■ **PROBLEM TO WORK ON**: Your response needs to be the data below, retyped exactly.
═════ RECORDS FOR PROCESSING
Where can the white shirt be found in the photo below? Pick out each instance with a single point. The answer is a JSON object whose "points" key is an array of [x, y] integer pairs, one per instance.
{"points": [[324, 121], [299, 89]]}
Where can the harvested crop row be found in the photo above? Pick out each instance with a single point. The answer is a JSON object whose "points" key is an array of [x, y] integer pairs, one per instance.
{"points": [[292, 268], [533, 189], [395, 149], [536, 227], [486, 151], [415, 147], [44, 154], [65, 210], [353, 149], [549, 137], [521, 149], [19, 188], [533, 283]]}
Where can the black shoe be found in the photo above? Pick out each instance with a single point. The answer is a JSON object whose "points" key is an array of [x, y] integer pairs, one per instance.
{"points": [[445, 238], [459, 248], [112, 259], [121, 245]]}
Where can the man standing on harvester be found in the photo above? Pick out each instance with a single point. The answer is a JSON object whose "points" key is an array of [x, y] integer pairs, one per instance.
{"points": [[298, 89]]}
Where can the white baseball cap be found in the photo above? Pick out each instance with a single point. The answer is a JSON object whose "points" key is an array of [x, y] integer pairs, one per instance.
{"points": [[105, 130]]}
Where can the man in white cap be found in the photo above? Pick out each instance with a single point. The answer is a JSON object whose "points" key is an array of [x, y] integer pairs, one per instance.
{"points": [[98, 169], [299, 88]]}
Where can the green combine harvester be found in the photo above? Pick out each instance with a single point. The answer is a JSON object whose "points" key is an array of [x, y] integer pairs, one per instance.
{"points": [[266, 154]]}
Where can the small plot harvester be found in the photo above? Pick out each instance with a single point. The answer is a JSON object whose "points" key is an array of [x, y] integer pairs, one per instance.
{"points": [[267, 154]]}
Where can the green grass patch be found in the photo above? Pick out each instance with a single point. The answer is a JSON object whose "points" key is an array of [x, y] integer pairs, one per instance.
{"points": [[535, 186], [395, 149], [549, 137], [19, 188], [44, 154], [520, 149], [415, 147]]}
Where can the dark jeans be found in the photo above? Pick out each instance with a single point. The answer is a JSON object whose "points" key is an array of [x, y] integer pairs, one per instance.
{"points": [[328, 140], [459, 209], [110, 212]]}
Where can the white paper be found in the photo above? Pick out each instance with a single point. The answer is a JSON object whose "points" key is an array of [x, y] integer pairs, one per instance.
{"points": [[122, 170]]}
══════════
■ **ANSWER TO THE PROBLEM**:
Where can the white shirt be found in the photo below? Pick out each instance with a single point. The answer is a JSON object whose "points" key is an array of [x, y] integer pairs, one per instance.
{"points": [[324, 121], [299, 89]]}
Where can the harvested crop row be found in the photo above? Pick out each instance with a single point. The answer is a JSON object whose "points" key is an array of [x, y] integer pairs, one per instance.
{"points": [[292, 268], [533, 189], [395, 149], [536, 227], [486, 151], [415, 147], [44, 154], [65, 210], [353, 149], [549, 137], [521, 149], [19, 188], [533, 283]]}
Where can the black shoe be found in the photo above? Pick out each instance with a single point. The answer is a JSON object whose "points" key is an array of [x, y] integer pairs, one per instance.
{"points": [[445, 238], [459, 248], [112, 259], [121, 245]]}
Where can the man standing on harvester be found in the photo above? Pick out each instance with a single point. The answer is a JSON object whose "points" key is an array of [x, y] integer pairs, one per instance.
{"points": [[298, 89]]}
Where can the white baseball cap be found in the photo above? Pick out each instance with a single point. The answer is a JSON object whose "points" key is an array of [x, y] integer pairs, one per instance.
{"points": [[105, 130]]}
Where can the man in white cap be found in the photo above? Pick out each instance with a single point. The answer is a JSON object whose "points" key is an array of [x, y] integer pairs, one per instance.
{"points": [[98, 169], [299, 88]]}
Where can the green combine harvester be found in the photo above? Pick out each instance with a single point. The answer is a JSON object whose "points" key is an array of [x, y] integer pairs, one per instance.
{"points": [[266, 154]]}
Where can the small plot harvester be found in the photo above? Pick out each instance with a single point. The answer is a JSON object whose "points" key is an array of [x, y] integer pairs, one per instance.
{"points": [[267, 154]]}
Where can the green grass patch be found in the photo above? Pick out each instance with a single point. The answer is a JSON object whose "points" key is an array of [x, y] integer pairs, one per instance.
{"points": [[535, 186], [395, 149], [549, 137], [19, 188], [44, 154], [520, 149], [415, 147]]}
Where can the dark jeans be found in the photo above? Pick out each instance with a single point. The answer is a JSON object whose "points" key is an array of [x, y] integer pairs, one per instance.
{"points": [[328, 140], [459, 209], [110, 212]]}
Where can the white paper be found in the photo above? Pick out each instance with a single point. The answer is a JSON object whose "points" key is an array of [x, y] integer pairs, one per instance.
{"points": [[122, 170]]}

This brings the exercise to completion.